**ZADANIE 1:**
Wypisz z tekstu o uldze podatkowej IP Box fragment zaczynający się od słów "IP Box to obowiązująca" i kończący na słowach "manager w Ayming Polska.".

#### UDOSTĘPNIONY TEKST ####

Newsy

Inwestowanie w badania i rozwój w Polsce coraz bardziej opłacalne. Dzięki nowej uldze podatkowej firmy sporo zaoszczędzą

2019-01-16  |  06:25
Mówi:Wojciech Popardowski, project manager, Ayming Polska

Agnieszka Hrynkiewicz-Sudnik, dyrektor linii biznesowej Finance and Innovation, Ayming Polska

  • MP4
  • Dzięki nowej uldze podatkowej, tzw. innovation box, inwestowanie w badania i rozwój jest w Polsce coraz bardziej opłacalne. W połączeniu z już obowiązującą ulgą na B+R ma ona zachęcić firmy do zwiększania nakładów na działalność badawczo-rozwojową. Zwłaszcza że zaproponowana przez rząd preferencyjna 5-proc. stawka podatku jest jedną z najniższych w Europie, a ustawodawca zadbał o szeroki katalog kwalifikowanych praw własności intelektualnej. Polska wprowadziła takie rozwiązanie w swoim systemie podatkowym jako czternasty kraj w Europie. 

    IP Box to obowiązująca od 1 stycznia 2019 roku ulga podatkowa, która ma zachęcić polskich przedsiębiorców do prowadzenia działalności badawczo-rozwojowej. Nowa ulga dotyczy podatku dochodowego i polega na objęciu 5-proc., preferencyjną stawką podatkową dochodów z komercjalizacji kwalifikowanych praw własności intelektualnej – podkreśla w rozmowie z agencją informacyjną Newseria Biznes Wojciech Popardowski, project manager w Ayming Polska.

####

**ZADANIE 2:**
Przepisz bez żadnych zmian linie z poniższych wierszy, zaczynając od linii zawierającej "# mark the region of every instance of the calm" i kończąc na linii zawierającej "[[[255,170],[256,93],[0,89],[1,170]]]", z obiema tymi liniami włącznie.

#### ZAPISANE DANE ####

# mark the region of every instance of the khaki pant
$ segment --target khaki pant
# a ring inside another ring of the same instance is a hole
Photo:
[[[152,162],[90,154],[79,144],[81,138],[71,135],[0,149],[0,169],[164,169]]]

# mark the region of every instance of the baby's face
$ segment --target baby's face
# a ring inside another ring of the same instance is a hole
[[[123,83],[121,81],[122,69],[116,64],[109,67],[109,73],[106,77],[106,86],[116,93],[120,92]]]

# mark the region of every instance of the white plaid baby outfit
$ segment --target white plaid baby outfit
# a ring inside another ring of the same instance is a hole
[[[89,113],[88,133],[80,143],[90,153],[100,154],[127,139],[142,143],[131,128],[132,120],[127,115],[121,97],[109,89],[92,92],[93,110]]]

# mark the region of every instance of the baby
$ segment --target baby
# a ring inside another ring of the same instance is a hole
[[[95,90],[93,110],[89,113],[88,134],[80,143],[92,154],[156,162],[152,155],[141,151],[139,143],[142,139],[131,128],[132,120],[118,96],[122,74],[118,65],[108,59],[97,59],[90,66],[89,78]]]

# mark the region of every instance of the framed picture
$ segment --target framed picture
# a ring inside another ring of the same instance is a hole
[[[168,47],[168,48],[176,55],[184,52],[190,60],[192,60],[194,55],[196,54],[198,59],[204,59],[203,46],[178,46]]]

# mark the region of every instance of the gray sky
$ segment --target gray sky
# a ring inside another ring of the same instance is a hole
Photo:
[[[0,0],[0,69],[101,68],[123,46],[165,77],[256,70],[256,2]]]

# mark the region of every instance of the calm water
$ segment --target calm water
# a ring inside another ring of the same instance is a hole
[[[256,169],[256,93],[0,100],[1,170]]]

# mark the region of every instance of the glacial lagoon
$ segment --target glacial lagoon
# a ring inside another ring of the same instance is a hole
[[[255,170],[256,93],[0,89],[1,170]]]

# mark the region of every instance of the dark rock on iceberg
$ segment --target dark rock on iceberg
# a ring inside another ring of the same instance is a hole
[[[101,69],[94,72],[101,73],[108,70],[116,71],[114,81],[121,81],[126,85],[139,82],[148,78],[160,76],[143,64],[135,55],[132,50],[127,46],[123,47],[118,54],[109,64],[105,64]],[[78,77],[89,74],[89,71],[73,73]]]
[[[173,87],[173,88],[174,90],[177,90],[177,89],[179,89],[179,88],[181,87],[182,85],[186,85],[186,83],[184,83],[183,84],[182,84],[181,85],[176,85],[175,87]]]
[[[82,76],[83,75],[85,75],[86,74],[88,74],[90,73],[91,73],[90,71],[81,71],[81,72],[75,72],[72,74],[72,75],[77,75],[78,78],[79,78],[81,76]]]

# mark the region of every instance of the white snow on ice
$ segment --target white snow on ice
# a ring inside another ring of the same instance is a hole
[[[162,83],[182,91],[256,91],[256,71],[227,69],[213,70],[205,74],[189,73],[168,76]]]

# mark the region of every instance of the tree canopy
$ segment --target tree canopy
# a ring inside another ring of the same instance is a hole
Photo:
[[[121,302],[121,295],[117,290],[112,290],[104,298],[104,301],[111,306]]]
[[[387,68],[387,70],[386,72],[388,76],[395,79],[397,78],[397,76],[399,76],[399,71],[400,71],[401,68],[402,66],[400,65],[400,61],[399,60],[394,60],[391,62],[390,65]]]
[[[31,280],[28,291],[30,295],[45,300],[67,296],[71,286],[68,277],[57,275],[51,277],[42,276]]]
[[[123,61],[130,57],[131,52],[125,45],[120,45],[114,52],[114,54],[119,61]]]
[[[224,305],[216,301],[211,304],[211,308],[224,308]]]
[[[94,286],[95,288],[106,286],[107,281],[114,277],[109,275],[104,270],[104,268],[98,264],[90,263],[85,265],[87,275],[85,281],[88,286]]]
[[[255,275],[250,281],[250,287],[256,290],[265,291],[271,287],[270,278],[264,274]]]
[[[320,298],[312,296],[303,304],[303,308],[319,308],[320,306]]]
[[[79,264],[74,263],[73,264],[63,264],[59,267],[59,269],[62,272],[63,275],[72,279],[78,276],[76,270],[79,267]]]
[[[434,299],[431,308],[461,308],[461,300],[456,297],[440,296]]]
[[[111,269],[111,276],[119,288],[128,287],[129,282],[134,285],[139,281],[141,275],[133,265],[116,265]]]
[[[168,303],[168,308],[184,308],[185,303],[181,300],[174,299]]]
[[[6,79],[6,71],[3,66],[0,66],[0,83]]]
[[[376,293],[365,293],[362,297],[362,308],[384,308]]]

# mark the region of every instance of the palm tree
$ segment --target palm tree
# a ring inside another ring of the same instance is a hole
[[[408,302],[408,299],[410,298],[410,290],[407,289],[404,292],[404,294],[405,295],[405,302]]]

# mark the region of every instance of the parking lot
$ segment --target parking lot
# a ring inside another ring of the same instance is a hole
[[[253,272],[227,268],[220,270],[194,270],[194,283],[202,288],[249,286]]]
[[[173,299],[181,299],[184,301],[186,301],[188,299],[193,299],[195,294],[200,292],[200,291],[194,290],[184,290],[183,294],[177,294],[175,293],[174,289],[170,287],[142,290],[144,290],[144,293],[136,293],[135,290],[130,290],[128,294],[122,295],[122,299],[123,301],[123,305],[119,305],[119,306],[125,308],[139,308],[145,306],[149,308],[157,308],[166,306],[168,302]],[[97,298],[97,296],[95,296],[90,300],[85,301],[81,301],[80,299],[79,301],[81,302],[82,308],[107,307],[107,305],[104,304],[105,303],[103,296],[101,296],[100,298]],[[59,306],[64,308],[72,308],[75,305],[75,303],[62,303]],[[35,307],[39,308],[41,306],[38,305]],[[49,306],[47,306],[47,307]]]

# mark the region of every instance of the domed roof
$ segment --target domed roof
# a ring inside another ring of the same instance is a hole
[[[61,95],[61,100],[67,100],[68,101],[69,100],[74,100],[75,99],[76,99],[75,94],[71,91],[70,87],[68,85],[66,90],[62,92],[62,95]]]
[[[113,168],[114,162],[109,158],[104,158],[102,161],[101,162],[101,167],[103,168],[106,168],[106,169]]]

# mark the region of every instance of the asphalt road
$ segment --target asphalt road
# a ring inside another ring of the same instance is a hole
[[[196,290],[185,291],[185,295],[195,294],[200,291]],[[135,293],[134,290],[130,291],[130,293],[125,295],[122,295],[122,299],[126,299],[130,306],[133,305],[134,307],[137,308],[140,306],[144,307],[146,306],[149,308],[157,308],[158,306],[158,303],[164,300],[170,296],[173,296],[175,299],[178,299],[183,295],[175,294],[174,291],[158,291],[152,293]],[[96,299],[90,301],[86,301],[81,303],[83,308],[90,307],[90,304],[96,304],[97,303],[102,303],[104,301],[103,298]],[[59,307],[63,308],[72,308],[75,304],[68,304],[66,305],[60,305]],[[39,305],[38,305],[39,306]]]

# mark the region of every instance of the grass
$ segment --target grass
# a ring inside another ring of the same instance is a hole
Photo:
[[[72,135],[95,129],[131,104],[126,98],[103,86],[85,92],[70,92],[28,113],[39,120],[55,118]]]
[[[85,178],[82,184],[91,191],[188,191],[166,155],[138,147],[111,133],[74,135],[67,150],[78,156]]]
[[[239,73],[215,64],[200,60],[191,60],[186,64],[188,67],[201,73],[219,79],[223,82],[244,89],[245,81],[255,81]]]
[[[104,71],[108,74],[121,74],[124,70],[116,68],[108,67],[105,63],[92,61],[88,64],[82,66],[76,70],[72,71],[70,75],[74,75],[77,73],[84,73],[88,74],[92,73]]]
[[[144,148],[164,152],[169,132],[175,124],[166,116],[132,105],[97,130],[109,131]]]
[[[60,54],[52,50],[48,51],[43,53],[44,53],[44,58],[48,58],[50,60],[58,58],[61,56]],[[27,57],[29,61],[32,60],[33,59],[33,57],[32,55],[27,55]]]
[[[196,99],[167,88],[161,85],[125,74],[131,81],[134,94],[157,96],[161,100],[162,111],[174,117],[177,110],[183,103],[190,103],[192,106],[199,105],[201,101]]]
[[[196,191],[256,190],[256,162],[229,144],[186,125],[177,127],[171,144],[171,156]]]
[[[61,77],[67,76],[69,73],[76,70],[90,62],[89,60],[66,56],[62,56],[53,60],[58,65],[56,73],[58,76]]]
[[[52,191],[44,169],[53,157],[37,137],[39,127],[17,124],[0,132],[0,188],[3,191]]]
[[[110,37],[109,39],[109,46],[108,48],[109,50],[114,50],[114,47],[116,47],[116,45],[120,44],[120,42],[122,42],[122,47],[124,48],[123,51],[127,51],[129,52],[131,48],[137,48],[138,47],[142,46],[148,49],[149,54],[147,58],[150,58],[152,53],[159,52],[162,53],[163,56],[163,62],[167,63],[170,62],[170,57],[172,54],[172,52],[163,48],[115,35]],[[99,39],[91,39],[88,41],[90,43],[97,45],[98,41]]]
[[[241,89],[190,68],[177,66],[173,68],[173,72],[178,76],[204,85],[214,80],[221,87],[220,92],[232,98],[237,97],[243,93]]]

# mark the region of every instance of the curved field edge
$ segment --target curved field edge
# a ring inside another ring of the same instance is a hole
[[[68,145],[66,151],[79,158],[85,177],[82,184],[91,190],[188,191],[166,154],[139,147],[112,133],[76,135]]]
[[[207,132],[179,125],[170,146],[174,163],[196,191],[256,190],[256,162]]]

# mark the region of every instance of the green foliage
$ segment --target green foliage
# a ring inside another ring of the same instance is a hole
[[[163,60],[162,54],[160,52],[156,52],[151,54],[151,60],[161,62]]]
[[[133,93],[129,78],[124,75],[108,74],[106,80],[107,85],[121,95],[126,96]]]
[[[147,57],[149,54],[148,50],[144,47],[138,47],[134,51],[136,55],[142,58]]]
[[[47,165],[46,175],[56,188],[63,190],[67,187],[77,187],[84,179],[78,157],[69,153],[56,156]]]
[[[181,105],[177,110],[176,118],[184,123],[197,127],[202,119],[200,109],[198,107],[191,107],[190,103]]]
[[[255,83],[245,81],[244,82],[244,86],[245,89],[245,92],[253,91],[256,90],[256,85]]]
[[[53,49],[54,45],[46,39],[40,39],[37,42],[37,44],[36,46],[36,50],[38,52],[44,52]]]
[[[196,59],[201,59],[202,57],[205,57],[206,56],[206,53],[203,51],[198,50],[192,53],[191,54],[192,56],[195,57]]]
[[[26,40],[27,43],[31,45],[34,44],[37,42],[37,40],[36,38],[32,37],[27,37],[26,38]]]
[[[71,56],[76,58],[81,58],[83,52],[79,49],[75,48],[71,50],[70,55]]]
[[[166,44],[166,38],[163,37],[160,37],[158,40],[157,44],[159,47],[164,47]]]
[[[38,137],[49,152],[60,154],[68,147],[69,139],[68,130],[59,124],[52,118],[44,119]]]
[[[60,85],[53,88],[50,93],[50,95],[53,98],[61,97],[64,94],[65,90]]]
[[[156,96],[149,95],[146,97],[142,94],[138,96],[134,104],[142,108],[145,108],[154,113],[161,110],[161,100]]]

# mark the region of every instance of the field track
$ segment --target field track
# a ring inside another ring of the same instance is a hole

####

**ODPOWIEDŹ 1:**
IP Box to obowiązująca od 1 stycznia 2019 roku ulga podatkowa, która ma zachęcić polskich przedsiębiorców do prowadzenia działalności badawczo-rozwojowej. Nowa ulga dotyczy podatku dochodowego i polega na objęciu 5-proc., preferencyjną stawką podatkową dochodów z komercjalizacji kwalifikowanych praw własności intelektualnej – podkreśla w rozmowie z agencją informacyjną Newseria Biznes Wojciech Popardowski, project manager w Ayming Polska.

**ODPOWIEDŹ 2:**
# mark the region of every instance of the calm water
$ segment --target calm water
# a ring inside another ring of the same instance is a hole
[[[256,169],[256,93],[0,100],[1,170]]]

# mark the region of every instance of the glacial lagoon
$ segment --target glacial lagoon
# a ring inside another ring of the same instance is a hole
[[[255,170],[256,93],[0,89],[1,170]]]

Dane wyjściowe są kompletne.